(Work to complete): Render the lines below as a JSON array of strings, one string per line, skipping blank lines and leaving out the pictures.

────────

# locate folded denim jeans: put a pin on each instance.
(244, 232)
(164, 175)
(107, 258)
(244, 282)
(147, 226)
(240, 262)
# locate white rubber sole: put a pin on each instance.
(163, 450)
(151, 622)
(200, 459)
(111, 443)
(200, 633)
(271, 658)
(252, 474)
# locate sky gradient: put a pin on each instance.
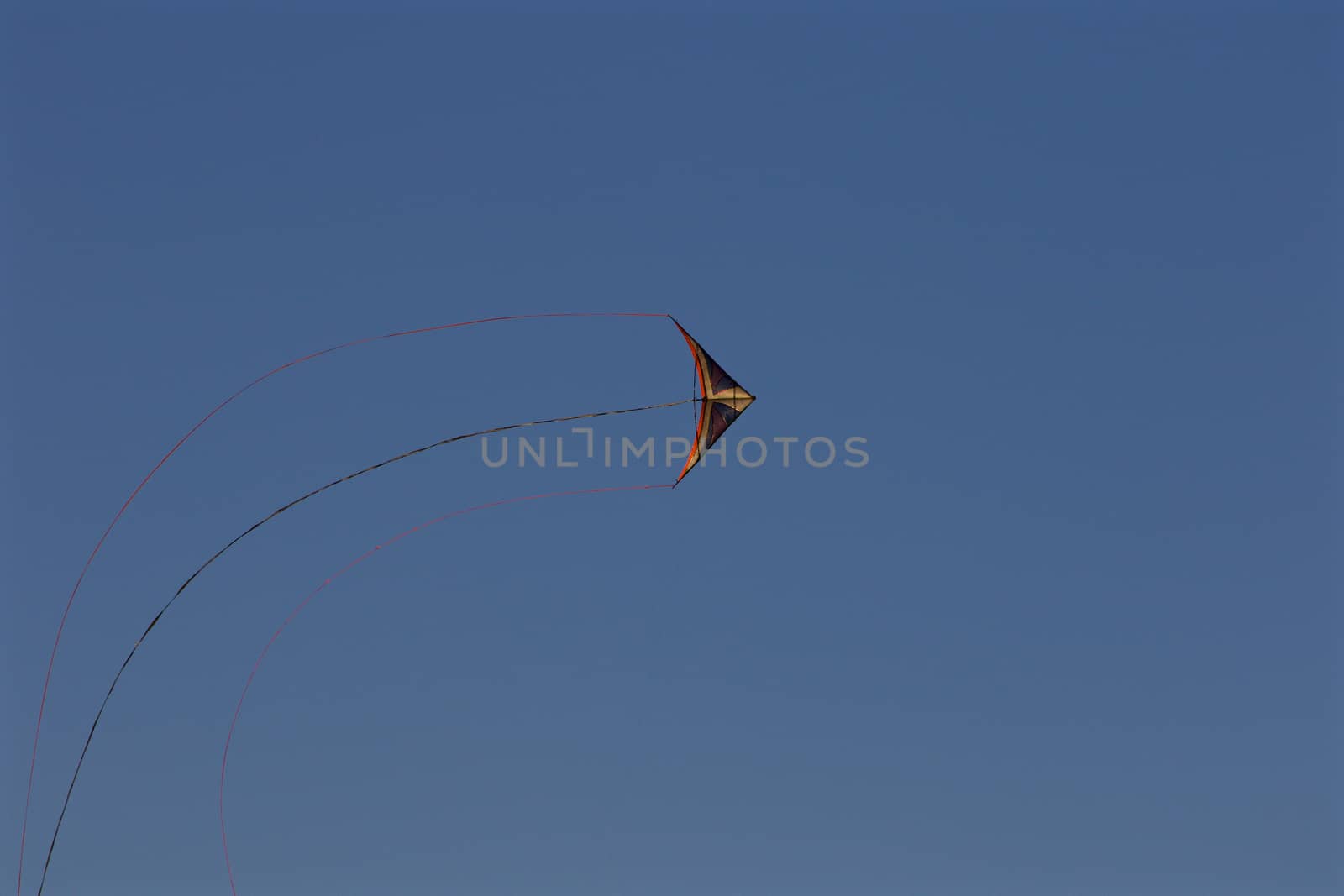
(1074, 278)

────────

(Solved exercise):
[
  "# locate folded denim jeans: put a pin on each instance.",
  "(244, 232)",
  "(164, 175)",
  "(107, 258)",
  "(244, 282)",
  "(147, 226)",
  "(240, 262)",
  "# locate white rubber sole: put a pin on each instance.",
  "(163, 450)",
  "(151, 622)",
  "(200, 459)",
  "(111, 443)",
  "(200, 633)",
  "(271, 658)",
  "(252, 474)",
  "# locate sky gradient: put a pin on each instance.",
  "(1074, 278)"
]